**Aim**
Please list every line in the entries below that contains the word "long", copying each such line in full. Matches must have the same case.
= = =
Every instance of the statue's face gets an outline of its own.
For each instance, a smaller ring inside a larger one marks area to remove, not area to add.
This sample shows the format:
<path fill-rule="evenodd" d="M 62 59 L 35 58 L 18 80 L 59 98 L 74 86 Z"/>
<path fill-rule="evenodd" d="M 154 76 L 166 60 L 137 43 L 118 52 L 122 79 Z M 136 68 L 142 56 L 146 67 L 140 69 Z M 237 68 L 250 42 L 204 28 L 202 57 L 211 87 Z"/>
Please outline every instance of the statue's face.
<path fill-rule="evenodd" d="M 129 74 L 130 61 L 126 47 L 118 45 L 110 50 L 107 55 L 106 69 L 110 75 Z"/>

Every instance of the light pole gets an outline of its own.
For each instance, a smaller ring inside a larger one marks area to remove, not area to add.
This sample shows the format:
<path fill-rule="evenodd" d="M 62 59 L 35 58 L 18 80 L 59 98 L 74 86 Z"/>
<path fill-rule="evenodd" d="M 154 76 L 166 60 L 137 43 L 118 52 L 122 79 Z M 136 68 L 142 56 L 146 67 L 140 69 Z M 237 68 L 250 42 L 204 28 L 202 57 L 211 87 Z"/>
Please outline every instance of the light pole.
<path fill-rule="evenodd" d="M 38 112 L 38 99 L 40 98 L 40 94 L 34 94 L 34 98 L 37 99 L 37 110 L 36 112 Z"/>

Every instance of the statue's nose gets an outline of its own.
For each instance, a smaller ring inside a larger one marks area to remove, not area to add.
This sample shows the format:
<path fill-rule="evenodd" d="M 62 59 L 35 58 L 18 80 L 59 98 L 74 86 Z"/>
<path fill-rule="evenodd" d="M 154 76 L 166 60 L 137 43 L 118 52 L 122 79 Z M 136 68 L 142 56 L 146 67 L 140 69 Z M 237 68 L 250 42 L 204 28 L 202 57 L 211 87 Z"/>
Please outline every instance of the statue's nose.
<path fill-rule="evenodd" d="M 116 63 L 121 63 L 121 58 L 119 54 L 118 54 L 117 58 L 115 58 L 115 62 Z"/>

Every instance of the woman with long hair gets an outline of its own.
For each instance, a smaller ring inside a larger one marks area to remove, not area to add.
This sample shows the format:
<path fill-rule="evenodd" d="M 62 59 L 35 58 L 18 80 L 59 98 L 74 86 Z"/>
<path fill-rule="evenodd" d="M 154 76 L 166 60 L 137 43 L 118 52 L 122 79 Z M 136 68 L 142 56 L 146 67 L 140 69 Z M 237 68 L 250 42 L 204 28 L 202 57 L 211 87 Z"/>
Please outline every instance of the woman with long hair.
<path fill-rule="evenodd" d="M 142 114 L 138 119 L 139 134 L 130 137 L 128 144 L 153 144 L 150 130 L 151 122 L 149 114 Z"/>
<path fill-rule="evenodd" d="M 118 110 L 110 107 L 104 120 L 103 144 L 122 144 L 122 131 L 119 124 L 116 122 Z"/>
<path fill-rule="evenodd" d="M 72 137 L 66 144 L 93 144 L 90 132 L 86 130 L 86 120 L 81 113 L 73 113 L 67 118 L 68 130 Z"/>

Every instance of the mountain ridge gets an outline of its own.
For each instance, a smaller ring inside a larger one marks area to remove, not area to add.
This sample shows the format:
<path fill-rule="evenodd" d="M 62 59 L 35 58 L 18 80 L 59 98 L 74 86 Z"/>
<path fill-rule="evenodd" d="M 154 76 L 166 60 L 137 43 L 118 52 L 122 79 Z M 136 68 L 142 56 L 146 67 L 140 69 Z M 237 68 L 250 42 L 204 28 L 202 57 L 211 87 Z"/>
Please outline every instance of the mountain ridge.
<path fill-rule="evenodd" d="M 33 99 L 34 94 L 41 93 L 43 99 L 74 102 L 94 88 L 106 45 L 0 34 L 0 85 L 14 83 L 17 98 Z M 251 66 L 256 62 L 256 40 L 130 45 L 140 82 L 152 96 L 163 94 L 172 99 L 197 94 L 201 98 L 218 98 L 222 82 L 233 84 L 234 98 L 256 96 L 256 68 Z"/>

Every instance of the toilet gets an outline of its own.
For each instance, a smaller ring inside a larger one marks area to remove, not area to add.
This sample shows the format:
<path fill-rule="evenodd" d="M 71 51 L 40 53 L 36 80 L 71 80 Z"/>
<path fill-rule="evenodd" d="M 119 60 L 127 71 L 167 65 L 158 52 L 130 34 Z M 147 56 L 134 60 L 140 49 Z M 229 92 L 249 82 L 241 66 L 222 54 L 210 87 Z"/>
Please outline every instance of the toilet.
= = =
**Response to the exercise**
Every instance of the woman with long hair gets an outline of its own.
Please outline every instance of the woman with long hair.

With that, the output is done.